→ Provided passage:
======
On 30 June 2013, it was reported that the Olokuta Medium Security Prison in Akure, the capital of Ondo State, Nigeria were attacked by 50 unknown gunmen suspected to be Armed robbers. The prison break resulted in the escape of 175 prisoners leaving 2 people dead and 1 warder injured. About 54 escapee were rearrested.

===Lagos prison break===

On 10 October 2014, an unsuccessful prison break at the Kirikiri Medium Prison in Lagos State, a southwestern Nigeria by some convicted inmates of the prison was reported. This incident left 20 prisoners dead and 80 others injured and 12 escaped.

===Kogi prison break===

On 2 November 2014, another prison break was reported in Koto-Karffi Federal Medium Security Prisons in Kogi State, in north-central Nigeria by numbers of gunmen suspected to be members of Boko Haram. This incident resulted in the escape of 144 prisoners from the prison leaving 1 inmate dead and 45 escaped prisoners were rearrested.

===Ekiti prison break===

On 30 November 2014, another attack on the federal prison at Ado Ekiti, a city of Ekiti State by 60 unknown gunmen was reported. This attack resulted in the escape of 341 prisoners leaving one prison official dead. About 10 prisoners were recaptured during the attack and 67 escapee was rearrested thereafter.
======
→ Excerpted data:
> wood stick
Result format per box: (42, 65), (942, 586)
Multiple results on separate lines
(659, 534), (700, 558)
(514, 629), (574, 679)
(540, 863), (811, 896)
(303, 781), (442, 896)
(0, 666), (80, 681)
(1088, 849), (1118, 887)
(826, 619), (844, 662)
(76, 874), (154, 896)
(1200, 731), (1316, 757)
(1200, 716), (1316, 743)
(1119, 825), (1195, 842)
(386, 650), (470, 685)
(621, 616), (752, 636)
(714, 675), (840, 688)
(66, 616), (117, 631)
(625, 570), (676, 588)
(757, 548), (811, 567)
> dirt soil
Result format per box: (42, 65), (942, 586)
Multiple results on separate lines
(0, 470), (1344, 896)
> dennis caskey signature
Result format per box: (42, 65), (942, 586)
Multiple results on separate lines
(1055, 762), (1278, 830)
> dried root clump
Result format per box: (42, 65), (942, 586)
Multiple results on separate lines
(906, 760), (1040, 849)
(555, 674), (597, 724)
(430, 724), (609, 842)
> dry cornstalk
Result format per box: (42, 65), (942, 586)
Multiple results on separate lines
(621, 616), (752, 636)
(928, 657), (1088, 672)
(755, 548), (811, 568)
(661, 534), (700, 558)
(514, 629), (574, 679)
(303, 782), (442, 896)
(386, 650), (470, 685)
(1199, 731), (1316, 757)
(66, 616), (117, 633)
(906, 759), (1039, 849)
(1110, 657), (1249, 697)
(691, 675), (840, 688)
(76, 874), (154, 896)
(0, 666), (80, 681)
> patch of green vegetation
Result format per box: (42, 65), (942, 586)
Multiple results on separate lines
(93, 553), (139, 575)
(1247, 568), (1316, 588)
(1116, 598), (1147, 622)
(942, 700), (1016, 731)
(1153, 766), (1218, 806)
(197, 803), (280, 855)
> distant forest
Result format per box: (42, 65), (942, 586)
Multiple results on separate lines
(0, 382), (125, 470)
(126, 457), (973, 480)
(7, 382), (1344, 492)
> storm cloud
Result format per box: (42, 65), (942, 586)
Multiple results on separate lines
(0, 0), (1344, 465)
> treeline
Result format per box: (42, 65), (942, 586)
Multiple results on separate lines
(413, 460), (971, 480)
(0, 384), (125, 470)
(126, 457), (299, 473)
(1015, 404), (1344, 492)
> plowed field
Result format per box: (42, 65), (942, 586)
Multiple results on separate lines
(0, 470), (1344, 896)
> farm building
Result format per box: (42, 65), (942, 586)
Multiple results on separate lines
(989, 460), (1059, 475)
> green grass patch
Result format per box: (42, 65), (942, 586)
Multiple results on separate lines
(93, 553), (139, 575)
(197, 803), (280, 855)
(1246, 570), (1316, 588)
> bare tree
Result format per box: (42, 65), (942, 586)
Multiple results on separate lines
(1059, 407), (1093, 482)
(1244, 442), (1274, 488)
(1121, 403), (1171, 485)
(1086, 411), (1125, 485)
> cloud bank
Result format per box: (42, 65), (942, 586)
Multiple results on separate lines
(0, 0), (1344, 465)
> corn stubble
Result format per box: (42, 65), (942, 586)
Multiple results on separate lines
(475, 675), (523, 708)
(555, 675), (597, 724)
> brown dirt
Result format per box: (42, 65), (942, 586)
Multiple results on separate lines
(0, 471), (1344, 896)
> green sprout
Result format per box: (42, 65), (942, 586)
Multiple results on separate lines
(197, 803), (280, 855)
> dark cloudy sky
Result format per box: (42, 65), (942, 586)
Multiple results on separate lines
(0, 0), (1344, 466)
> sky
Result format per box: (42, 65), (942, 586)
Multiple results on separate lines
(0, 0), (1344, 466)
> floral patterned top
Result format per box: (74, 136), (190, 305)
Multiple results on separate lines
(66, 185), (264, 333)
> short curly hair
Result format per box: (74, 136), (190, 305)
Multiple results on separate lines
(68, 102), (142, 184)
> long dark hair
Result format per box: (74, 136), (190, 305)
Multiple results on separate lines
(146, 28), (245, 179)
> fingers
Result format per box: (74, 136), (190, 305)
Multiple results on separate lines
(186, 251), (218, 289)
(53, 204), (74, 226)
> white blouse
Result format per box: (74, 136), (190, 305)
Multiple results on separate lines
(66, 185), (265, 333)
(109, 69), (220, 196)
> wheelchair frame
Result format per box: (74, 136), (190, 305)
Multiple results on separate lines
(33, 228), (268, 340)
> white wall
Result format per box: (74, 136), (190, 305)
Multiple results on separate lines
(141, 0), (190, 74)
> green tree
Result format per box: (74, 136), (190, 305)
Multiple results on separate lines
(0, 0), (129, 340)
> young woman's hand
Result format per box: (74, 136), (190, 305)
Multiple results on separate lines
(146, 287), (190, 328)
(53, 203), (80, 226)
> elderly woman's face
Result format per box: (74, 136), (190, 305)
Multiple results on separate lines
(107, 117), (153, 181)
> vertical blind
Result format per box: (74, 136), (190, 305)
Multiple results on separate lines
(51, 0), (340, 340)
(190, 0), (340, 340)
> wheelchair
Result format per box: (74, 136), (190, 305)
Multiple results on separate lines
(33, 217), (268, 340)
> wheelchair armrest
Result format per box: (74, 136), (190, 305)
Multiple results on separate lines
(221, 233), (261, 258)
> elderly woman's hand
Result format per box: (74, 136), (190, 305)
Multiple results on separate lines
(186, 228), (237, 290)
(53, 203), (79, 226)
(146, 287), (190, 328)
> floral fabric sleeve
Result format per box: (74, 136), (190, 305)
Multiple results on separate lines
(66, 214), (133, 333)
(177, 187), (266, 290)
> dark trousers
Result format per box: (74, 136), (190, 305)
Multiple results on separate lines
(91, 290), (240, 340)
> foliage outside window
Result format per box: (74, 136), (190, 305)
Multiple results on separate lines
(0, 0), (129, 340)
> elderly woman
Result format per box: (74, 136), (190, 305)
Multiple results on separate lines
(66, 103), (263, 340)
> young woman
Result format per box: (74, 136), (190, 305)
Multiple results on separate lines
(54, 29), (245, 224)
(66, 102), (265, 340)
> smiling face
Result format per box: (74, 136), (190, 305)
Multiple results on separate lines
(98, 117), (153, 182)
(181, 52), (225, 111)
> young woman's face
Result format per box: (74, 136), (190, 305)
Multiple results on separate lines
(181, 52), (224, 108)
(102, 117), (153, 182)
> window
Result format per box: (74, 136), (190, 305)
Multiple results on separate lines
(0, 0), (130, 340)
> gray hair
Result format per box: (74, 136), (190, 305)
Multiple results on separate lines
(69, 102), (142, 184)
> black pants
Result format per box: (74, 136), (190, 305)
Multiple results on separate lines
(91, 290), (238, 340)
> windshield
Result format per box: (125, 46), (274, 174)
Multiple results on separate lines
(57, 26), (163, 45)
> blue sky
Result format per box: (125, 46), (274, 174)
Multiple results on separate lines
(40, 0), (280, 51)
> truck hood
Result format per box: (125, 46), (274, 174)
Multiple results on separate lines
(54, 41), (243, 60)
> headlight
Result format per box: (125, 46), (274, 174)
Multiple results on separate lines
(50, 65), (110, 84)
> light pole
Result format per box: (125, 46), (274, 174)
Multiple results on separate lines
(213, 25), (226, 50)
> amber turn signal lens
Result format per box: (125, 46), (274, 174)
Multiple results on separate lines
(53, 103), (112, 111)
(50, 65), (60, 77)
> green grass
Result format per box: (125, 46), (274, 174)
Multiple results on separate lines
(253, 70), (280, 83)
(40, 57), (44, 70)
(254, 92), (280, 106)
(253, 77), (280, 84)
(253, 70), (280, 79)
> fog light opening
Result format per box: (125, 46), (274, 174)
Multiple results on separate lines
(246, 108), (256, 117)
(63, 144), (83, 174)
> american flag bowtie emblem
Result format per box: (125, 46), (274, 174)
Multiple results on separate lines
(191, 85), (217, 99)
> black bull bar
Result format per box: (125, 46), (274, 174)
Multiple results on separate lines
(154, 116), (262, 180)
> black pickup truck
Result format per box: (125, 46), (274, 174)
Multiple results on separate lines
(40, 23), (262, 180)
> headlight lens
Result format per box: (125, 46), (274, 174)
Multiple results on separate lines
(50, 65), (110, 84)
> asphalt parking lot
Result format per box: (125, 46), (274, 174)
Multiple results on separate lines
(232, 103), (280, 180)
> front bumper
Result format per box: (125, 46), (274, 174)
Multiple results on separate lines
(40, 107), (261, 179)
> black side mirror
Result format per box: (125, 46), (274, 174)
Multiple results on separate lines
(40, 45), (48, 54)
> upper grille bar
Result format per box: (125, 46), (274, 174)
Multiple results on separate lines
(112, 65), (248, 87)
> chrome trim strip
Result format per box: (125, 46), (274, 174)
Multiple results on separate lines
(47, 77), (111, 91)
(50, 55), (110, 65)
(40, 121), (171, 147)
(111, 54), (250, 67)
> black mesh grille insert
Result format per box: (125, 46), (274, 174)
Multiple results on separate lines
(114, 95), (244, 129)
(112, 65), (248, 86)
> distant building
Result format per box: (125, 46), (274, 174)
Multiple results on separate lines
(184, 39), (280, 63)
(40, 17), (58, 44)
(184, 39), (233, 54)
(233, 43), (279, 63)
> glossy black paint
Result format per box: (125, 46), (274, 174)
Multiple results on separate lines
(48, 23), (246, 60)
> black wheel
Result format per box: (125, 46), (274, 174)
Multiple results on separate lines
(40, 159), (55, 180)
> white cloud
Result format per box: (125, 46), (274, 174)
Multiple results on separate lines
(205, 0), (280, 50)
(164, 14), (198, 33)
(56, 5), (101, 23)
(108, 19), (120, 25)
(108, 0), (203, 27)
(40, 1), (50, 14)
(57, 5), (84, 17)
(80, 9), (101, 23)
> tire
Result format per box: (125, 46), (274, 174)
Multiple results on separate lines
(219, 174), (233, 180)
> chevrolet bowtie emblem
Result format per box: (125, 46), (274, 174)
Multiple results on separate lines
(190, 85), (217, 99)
======
→ Check your understanding:
**A)** Repeat word for word the part of the passage on Nigerian prison breaks from "On 30 June 2013, it" to "escapee were rearrested.".
**B)** According to the passage on Nigerian prison breaks, how many prisoners escaped in the 30 November 2014 attack on the federal prison at Ado Ekiti?
Rely only on the passage about Nigerian prison breaks, not on the data.

→ Answers for the exercise:
**A)**
On 30 June 2013, it was reported that the Olokuta Medium Security Prison in Akure, the capital of Ondo State, Nigeria were attacked by 50 unknown gunmen suspected to be Armed robbers. The prison break resulted in the escape of 175 prisoners leaving 2 people dead and 1 warder injured. About 54 escapee were rearrested.

**B)** 341 prisoners escaped.